**EXERCISE INSTRUCTIONS:** Switch each "photo" in the material below to "image" and write the material out again with nothing else changed. Leave the pictures out.

**SUPPLIED INFORMATION:**
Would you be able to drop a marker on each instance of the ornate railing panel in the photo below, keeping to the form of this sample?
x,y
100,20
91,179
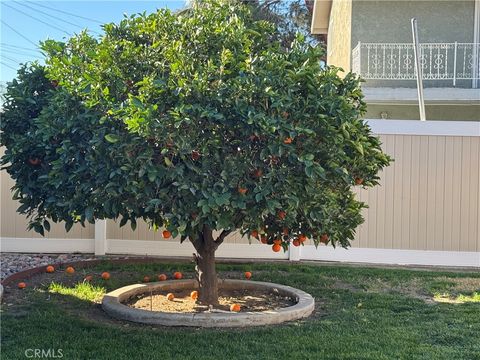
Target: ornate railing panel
x,y
394,61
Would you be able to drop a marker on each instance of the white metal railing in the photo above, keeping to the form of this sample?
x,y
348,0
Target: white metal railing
x,y
439,61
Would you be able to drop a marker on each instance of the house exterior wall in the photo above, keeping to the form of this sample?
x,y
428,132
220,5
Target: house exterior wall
x,y
339,35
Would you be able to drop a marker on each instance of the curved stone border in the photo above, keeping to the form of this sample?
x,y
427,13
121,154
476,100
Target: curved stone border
x,y
112,304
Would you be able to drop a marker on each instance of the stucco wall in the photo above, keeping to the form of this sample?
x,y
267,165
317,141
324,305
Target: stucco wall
x,y
339,39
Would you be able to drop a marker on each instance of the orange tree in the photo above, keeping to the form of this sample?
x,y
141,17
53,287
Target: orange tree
x,y
199,122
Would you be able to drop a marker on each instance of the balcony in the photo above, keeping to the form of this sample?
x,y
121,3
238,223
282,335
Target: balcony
x,y
443,64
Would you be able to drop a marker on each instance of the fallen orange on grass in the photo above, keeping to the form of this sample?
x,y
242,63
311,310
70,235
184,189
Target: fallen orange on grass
x,y
105,275
276,247
235,307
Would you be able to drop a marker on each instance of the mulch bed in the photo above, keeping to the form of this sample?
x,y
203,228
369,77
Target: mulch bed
x,y
247,299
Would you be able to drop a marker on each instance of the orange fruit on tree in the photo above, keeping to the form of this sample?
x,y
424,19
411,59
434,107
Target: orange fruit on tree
x,y
242,191
235,307
276,247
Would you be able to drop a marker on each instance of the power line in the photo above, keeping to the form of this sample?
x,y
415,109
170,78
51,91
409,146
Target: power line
x,y
20,48
11,67
64,12
18,33
37,19
50,15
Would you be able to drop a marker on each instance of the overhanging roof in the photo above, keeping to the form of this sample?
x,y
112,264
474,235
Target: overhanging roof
x,y
321,16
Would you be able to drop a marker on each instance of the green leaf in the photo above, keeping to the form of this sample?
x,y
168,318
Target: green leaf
x,y
112,138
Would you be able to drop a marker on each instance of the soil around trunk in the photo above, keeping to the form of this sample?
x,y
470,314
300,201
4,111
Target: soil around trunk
x,y
247,299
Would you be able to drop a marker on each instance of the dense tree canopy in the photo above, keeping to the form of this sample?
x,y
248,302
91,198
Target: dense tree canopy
x,y
194,121
190,119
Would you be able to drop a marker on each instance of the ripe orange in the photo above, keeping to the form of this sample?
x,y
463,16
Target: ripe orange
x,y
324,238
195,155
235,307
258,173
276,247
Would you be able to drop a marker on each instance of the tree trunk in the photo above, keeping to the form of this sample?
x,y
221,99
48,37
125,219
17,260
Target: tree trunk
x,y
205,268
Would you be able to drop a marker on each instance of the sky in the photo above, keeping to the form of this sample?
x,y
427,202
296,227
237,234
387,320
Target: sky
x,y
26,22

**THE COMPLETED TASK:**
Would you be able to drop a marker on each instance of the ornate railing panel in the image below, keeping to the form of this sample?
x,y
100,20
91,179
Target: ornate railing panel
x,y
394,61
Would you be able to drop a marker on each instance of the white metal railing in the image above, keeping to the form of this sample?
x,y
348,0
Target: white metal railing
x,y
439,61
Would you be able to drop a marker on each instance of the house exterior wall in the image above, keeping to the form of this sample?
x,y
428,132
220,5
Target: house exterior wall
x,y
339,35
Would you be able to drop a marker on each instance of the curved stone border in the image above, keeping to the form of this sample?
x,y
427,13
121,154
476,100
Target: curved stone border
x,y
112,304
Would you be able to drop a marker on each instance of the stucco wall in the image above, keeping to the form of this sample?
x,y
267,165
317,141
324,305
Target: stucco wall
x,y
339,39
Would you be able to drop a marker on each instance of the orange tree in the image above, keeping to the form of this sample?
x,y
141,17
53,287
Target: orange tree
x,y
199,122
Would you be able to drop a marker on each instance of the balcony in the image above, keeping to the form of this sample?
x,y
121,3
238,223
282,335
Target: balcony
x,y
443,64
Would you be able to drop a marker on each instance of the fallen orange on grass in the image above, keeping to the form of this sample?
x,y
242,63
311,310
70,235
184,189
Target: fallen orange on grass
x,y
105,275
276,247
235,307
Would you be able to drop a marker on each instance of the mulch bed in the image above, keeping to the form of this sample?
x,y
203,228
369,77
Target: mulch bed
x,y
247,299
Would you be able to drop a marker on each instance of the orange fruit on tree in the image above, keeping to the form of this sample?
x,y
424,19
411,59
434,107
Target: orange fruit on tree
x,y
242,191
235,307
276,247
Would you be able to drop a marker on each instance of the power line in the image above, keeping to the form of this sample?
x,y
415,109
170,78
51,91
409,146
Target: power line
x,y
20,48
11,67
64,12
18,33
37,19
50,15
Would you be able to drop a marker on each instance of the overhanging roof in the image above, keeping to the form of this sample?
x,y
112,264
474,235
Target: overhanging roof
x,y
321,16
Would you be able to drop a marker on each instance of the green leaf in the image above, keeping to the form of this sample?
x,y
168,318
Target: green leaf
x,y
112,138
Would you be able to drop a marker on each instance of the soil around trunk in the image above, keeping to the form of this sample?
x,y
470,314
300,201
4,111
Target: soil around trunk
x,y
247,299
Would you be able to drop a marker on each instance of the dense tree canopy in the image above, keeping to the form of this sample?
x,y
248,302
91,198
Target: dense tree canopy
x,y
194,121
190,119
Would you be able to drop a marker on each instance of the ripe orange in the image above, keeping to the form of this sample?
x,y
463,16
Target: ripe orange
x,y
324,238
195,155
235,307
258,173
276,247
Would you be able to drop a marker on each instance of the tree trunk in the image above, keeping to the form of this sample?
x,y
221,99
48,37
125,219
17,260
Target: tree trunk
x,y
205,268
Would you be able to drop a marker on each instance of the sky in the image above, keeping to the form of this sample?
x,y
427,202
296,227
237,234
387,320
Target: sky
x,y
26,22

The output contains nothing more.